--- STORED DATA ---
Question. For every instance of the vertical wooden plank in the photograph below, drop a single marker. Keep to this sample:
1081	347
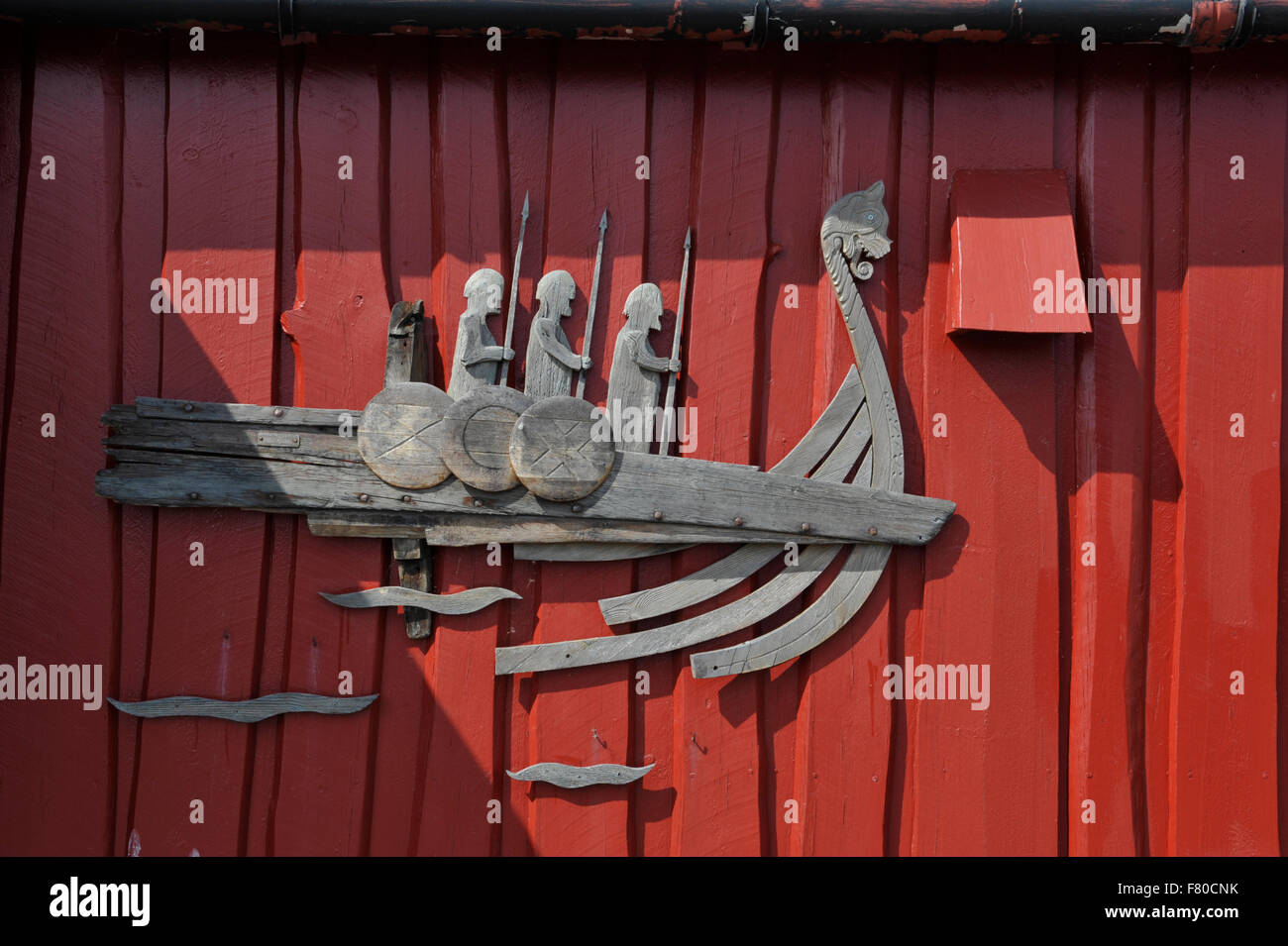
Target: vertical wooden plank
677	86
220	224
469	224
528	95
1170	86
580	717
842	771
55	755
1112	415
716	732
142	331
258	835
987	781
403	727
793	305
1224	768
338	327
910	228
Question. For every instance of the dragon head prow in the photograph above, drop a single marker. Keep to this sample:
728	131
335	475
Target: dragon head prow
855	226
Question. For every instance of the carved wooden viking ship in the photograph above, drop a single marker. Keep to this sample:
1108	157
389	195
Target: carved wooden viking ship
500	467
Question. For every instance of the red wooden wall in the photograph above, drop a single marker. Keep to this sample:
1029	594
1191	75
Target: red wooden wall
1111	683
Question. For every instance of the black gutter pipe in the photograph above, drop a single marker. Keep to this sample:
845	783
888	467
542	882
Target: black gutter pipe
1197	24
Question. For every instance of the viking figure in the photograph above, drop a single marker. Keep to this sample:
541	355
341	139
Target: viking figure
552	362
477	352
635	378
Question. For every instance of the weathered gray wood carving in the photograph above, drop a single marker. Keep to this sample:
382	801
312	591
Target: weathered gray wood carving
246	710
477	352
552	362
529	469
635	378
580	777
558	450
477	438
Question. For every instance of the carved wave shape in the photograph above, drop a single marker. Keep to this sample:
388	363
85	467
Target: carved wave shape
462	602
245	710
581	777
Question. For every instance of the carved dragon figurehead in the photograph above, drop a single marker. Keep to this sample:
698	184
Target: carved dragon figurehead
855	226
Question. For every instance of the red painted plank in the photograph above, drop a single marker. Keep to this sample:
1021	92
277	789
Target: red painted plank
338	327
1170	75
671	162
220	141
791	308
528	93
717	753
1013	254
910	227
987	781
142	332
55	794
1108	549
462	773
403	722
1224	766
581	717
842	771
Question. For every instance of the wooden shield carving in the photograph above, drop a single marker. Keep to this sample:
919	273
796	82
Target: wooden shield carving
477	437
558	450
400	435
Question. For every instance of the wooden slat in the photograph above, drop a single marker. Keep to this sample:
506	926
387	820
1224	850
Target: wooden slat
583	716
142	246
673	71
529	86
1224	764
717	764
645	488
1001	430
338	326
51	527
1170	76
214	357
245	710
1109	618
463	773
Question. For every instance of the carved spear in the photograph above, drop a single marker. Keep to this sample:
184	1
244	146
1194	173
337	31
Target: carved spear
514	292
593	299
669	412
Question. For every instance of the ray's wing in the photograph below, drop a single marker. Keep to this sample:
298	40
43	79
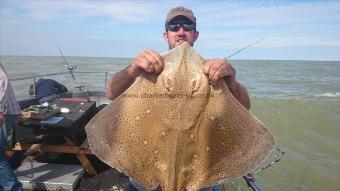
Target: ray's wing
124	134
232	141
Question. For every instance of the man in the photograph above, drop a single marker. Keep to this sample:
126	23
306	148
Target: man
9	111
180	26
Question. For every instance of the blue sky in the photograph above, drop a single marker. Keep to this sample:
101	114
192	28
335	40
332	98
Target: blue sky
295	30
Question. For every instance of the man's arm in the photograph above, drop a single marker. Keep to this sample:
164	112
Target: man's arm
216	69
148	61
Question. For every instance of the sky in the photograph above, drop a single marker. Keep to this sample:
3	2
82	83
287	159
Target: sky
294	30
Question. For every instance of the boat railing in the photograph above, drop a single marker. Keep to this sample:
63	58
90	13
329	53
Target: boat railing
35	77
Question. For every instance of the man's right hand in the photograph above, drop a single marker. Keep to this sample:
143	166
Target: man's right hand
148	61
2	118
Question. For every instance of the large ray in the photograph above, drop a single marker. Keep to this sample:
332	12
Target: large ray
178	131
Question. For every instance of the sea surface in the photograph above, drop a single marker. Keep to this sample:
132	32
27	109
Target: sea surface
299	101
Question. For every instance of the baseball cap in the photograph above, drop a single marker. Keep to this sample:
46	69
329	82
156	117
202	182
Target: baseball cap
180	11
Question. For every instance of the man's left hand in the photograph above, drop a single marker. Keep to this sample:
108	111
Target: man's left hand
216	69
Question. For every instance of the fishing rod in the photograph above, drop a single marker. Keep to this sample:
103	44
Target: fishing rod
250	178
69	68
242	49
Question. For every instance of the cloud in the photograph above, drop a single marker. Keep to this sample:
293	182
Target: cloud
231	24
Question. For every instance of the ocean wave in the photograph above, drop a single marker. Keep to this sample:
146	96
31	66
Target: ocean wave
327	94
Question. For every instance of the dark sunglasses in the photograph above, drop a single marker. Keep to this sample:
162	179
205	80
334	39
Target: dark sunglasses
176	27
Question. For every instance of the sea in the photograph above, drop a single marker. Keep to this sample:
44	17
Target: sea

--- WHAT THE TASK ASKS ---
Please copy the data above character for character, skipping any pictures.

--- PROBLEM SOLUTION ---
Question. For every instance of the vertical wooden plank in the photograph below, drop a single marker. Keep to this sample:
1081	347
Target: vertical wooden plank
677	86
220	224
469	224
528	95
1170	86
580	717
842	771
55	755
1112	415
716	732
142	331
258	835
987	781
403	727
793	305
1224	768
338	327
910	228
Question. For every instance of the dragon head prow in the photograph above, drop a single marker. Keep to this sample:
728	131
335	475
Target: dragon head prow
855	226
Question. For every instance of the carved wooden viking ship in the photograph above, drop a single marker. Keep to this sample:
1108	157
389	195
Target: carved wooden viking ship
500	467
Question. For every instance of the red wooden wall in the photograph above, drop a single marker. Keep to this sample:
1029	594
1191	75
Target: red wooden wall
1111	683
Question. For every instance of the black gutter pipe in the photograph above, drop a single marker. Keep to this sample:
845	783
888	467
542	882
Target: black gutter pipe
1197	24
Question. For every instance of the viking figure in the photograph above, drop a single marker. Keep to this sample:
541	355
341	139
Target: viking figure
552	362
477	352
635	378
Question. For every instance of the weathered gray wood carving in the photograph above, drop a single marker. Keep to this sample:
382	801
312	591
Target: weathered gray wood carving
246	710
477	352
552	362
529	469
635	378
580	777
558	450
477	438
Question. For every instance of the carved wave shape in the photograph above, drop a single marker. Keep to this sample:
388	363
85	467
Target: carved wave shape
462	602
245	710
581	777
Question. For every instance of the carved dragon figurehead in the photograph above, drop a single marker. Keep to this sample:
698	184
Target: carved dragon figurehead
855	226
Question. For every instance of the red painted plank in the photograph above, drop a single marker. Keep to this sample:
1021	92
277	789
Target: red painted plank
338	327
1170	75
671	162
220	141
791	308
528	93
717	753
1013	254
910	227
987	781
142	332
55	794
1108	549
462	773
403	722
1224	766
581	717
842	771
Question. For every instance of the wooden shield carving in the photograph above, drop a single marker. Keep to this sample:
919	273
796	82
Target: wooden shield carving
477	437
558	450
400	435
Question. For every instance of the wooden slat in the photograph above, drop a single marker. Keep to this sample:
506	926
387	820
1224	850
Target: wooden slat
583	716
142	246
673	71
529	86
1224	764
717	764
645	488
1001	430
338	326
51	527
1170	76
214	357
245	710
1109	618
463	773
Question. For every instance of the carved spear in the photograph above, drop a single marker. Keep to this sample:
184	1
244	146
1194	173
337	31
Target: carved spear
514	292
593	299
669	412
Question. For every instance of the ray's wing in the photograph below, drop a single marker. Keep to this sample:
298	40
43	79
Target: ray's wing
124	134
232	141
Question. For every instance of the man in the photograph above, drop a single marker. Keep to this sample:
126	23
306	148
Target: man
9	111
180	26
Question. For every instance of the blue sky in the photograph above, drop a single marker. Keep to this sample:
101	114
192	28
335	40
332	98
Target: blue sky
295	30
Question. For every instance of the man's arm in the photograph above, drop a single marker. Keep to this sample:
164	112
Target: man's arm
216	69
148	61
Question. For every instance of the sky in the photograph above, drop a single marker. Keep to this sample:
3	2
82	83
287	159
Target: sky
294	30
Question. For every instance of the boat railing in the photograph above, drop a single marker. Keep to this sample:
63	58
90	13
329	53
Target: boat railing
35	77
Question. For every instance of the man's right hand in the photograph above, drop a single marker. Keep to this sample:
143	166
Target: man's right hand
148	61
2	118
Question. For every instance of the large ray in the photograph above, drop a single marker. Keep to this sample:
332	12
Target: large ray
178	131
Question. For every instance of the sea surface in the photograph above, drop a single marker. Keep to this sample:
132	32
27	109
Target: sea surface
299	101
Question. For every instance of the baseball cap in the photograph above, drop a single marker. Keep to this sample:
46	69
329	82
156	117
202	182
Target: baseball cap
180	11
Question. For every instance of the man's left hand in the photograph above, drop a single marker. Keep to this sample:
108	111
Target: man's left hand
216	69
Question. For every instance of the fishing rod in the photograph above, drop a single marker. Keep to this sample:
103	44
Target: fishing rod
250	178
69	68
242	49
Question. For every instance of the cloud in the photograph above, drop a single marker. Keep to this sample:
293	182
Target: cloud
231	24
Question. For every instance of the ocean wave in the photograph above, drop a single marker. Keep to this sample:
146	96
31	66
Target: ocean wave
327	94
Question. For every instance of the dark sunglasses in the photograph above, drop a single marker. Keep to this sample:
162	179
205	80
334	39
Target: dark sunglasses
176	27
Question. For every instance of the sea in the photograph above, drop a single marker. Keep to this sample:
44	17
Target: sea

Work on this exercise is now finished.